### DIRECTIVE 1
According to the passage on traffic and mass transit, what could offset the entire current fare-box revenue of public transit in America?

### EXCERPTED TEXT
- - - - - - -

Kill it before it grows?

No one knows exactly what “price gouging” is supposed to mean in a capitalist economy. Price fixing and collusion are a different matter, but that so far does not appear to be the issue currently with gasoline.
There are some relevant things we do know.
As traffic volume increases, private cars become less efficient: traffic jams, higher fuel consumption and GAS PRICES!, problems parking (for 22+ hours daily storage of two tons of idle equipment).
As traffic volume increases, mass transit becomes more efficient: more passengers carried on the same train or bus, lower fuel consumption per passenger, more frequent service (at three-minute intervals, there is no such thing as missing or waiting for your train), more convenient routes and stops, more shuttle service to and from major hubs, little increase in parking/storage burden, lower costs, lower fares. (Indeed, the entire current fare-box revenue of public transit in America could be offset by a few cents per gallon increase in the gas tax.)

- - - - - - -

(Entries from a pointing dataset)
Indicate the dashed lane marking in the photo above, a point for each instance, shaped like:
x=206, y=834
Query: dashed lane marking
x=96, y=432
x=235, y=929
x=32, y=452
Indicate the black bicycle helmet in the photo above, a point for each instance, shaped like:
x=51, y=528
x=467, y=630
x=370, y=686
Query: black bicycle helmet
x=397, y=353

- - - - - - -

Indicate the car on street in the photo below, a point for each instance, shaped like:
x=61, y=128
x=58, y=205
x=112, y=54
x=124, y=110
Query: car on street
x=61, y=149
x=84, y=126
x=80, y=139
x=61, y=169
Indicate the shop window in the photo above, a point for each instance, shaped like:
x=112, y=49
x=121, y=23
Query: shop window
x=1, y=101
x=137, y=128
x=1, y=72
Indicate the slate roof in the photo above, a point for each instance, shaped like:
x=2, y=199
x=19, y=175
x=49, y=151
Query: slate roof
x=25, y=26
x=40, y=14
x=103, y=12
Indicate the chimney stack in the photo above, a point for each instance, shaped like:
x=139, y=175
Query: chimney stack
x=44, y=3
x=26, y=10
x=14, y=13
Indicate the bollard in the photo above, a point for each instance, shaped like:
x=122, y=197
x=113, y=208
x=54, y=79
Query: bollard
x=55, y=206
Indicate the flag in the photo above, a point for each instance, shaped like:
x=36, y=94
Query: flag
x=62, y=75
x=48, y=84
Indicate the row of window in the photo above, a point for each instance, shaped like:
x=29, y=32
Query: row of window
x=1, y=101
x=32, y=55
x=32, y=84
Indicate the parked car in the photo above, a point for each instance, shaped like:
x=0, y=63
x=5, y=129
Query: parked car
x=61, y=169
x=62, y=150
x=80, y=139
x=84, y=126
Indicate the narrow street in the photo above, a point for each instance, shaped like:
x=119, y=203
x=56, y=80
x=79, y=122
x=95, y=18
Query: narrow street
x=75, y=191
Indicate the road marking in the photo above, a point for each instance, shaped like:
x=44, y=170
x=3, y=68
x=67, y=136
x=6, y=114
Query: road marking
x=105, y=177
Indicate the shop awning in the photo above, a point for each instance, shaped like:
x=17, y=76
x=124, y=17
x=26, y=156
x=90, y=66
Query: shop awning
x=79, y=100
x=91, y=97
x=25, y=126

- - - - - - -

### DIRECTIVE 2
Reproduce the stretch of the listing from the line containing "Indicate the dashed" through the line containing "x=32, y=452".

### FINAL RESULT 1
A few cents per gallon increase in the gas tax.

### FINAL RESULT 2
Indicate the dashed lane marking in the photo above, a point for each instance, shaped like:
x=206, y=834
Query: dashed lane marking
x=96, y=432
x=235, y=929
x=32, y=452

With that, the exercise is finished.